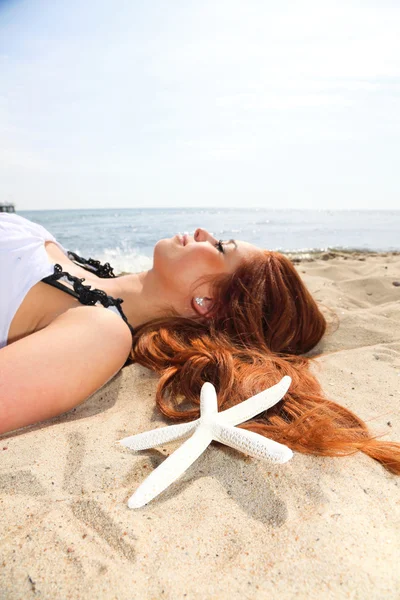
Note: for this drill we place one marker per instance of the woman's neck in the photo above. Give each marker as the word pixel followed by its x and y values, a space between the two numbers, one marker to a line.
pixel 142 296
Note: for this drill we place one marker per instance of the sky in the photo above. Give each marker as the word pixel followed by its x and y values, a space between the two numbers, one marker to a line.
pixel 177 103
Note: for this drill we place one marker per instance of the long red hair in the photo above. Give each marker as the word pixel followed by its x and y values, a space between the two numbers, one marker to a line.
pixel 262 319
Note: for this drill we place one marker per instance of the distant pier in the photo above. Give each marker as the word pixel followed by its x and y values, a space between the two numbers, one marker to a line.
pixel 7 207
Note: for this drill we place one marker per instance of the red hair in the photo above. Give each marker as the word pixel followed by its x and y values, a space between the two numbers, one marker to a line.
pixel 262 319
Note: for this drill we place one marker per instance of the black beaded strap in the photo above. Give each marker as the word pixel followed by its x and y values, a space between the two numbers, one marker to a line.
pixel 94 266
pixel 84 293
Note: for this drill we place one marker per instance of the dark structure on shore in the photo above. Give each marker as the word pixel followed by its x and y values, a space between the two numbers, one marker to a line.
pixel 7 207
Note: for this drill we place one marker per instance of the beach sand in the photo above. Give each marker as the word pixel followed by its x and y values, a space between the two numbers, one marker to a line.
pixel 232 526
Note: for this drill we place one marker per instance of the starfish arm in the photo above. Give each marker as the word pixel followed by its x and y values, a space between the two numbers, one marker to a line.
pixel 256 404
pixel 172 468
pixel 156 437
pixel 252 443
pixel 208 399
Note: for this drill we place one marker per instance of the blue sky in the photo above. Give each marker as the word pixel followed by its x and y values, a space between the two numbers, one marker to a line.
pixel 211 103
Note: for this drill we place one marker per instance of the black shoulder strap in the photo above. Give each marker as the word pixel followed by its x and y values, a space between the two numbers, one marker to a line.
pixel 94 266
pixel 84 293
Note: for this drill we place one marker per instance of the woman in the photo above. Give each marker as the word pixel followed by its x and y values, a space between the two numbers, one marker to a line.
pixel 208 310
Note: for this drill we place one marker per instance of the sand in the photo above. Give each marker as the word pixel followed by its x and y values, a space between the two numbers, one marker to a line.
pixel 232 526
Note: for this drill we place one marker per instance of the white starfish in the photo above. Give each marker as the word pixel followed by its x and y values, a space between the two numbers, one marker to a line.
pixel 212 425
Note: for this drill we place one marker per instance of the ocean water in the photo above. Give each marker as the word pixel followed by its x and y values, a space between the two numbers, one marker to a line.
pixel 126 237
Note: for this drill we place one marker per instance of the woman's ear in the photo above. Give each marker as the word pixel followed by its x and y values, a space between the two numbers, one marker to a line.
pixel 201 304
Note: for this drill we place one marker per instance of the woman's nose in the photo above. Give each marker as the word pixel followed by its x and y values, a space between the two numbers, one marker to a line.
pixel 202 235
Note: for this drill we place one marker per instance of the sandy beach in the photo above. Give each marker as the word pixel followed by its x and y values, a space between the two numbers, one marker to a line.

-=-=-

Can you quote all of the entries above word for word, leaving out the pictures?

Note: for this drill we place one marker per instance of the woman's neck in the photo above. Give each marker as the word pixel followed by its x and y values, a space between the two numbers, one marker to a line.
pixel 142 296
Note: for this drill we place one marker per instance of the sky in the photo above. Give each marker as the word pixel followed by its x and y values, a space between the two numbers, one marker to a line.
pixel 177 103
Note: for this drill we place one marker per instance of the long red hair in the photo above. Give each marker as the word pixel followed by its x and y values, a space between the two numbers, one marker to a line.
pixel 262 319
Note: for this drill we place one marker per instance of the distant pier in the photo above. Give each marker as the word pixel followed by its x and y values, a space between the two numbers, one marker to a line.
pixel 7 207
Note: for this drill we place one marker per instance of the red hair in the photo above. Give each marker as the word pixel followed by its x and y values, a space between the two numbers, one marker to a line.
pixel 262 319
Note: for this drill we place one marker per instance of the black beaded strap in the photo above. Give each marker as the word pixel followed by its x and y values, a space between the two numbers, one marker to a line.
pixel 94 266
pixel 84 293
Note: for this drill we place one marker per instance of the dark structure on shore in the photo above. Give each marker as the word pixel followed by its x and y values, a space between the two numbers, one marker to a line.
pixel 7 207
Note: for this drill we place one marker per instance of the beach sand in the photo above. Give each marker as the word pixel followed by its x and y values, a space between the two numbers, one marker to a line.
pixel 232 526
Note: for this drill we place one marker per instance of the starfish arm in the photo above. Give each marker as the word pixel followed by its x and y values, a space between the two numbers, one marker to a line.
pixel 256 404
pixel 172 468
pixel 156 437
pixel 252 443
pixel 208 399
Note: for this drill we place one marker per instance of the blue sky in the photo above. Give each marker as the word pixel followed by its x and y values, a space between the two numbers, one marker to a line.
pixel 211 103
Note: for this drill we place one marker per instance of the black shoulder strap in the photo above. Give each marker as the word pixel followed by its x and y values, a space between the two numbers, one marker to a line.
pixel 94 266
pixel 84 293
Note: for this drill we place one marker per instance of the woman in the photo above. Give each marker as the word pixel followed by its x and y values, a space between the two numbers, one marker to a line.
pixel 208 310
Note: for this drill we place one marker per instance of the sand in the photo above. Give each marker as the word pixel followed by its x and y values, a space between the two numbers, one marker to a line.
pixel 232 526
Note: for this drill we place one marker per instance of the white starfish in the photo above. Give each marker as the word pixel followed by its x and y values, a space between the two numbers, one marker to a line.
pixel 212 425
Note: for this drill we place one marker per instance of the ocean water in the photo above. Give each marker as the word pixel followed by its x and y values, a space between the two numbers, one marker to a line.
pixel 126 237
Note: for this drill we place one marker per instance of the woman's ear in the photo above. Give each marker as the word pixel followed by its x and y values, a space between the two numbers, one marker to a line.
pixel 201 304
Note: for this drill we place one marker per instance of the woman's nose in the photo above. Give each marker as the word pixel followed by its x and y values, a space between the two numbers, one marker to a line.
pixel 202 235
Note: for this drill we place one marker per instance of the sandy beach in the photo above. Give each marker as the word pixel followed by its x and y values, a space between the two numbers, one marker to a line.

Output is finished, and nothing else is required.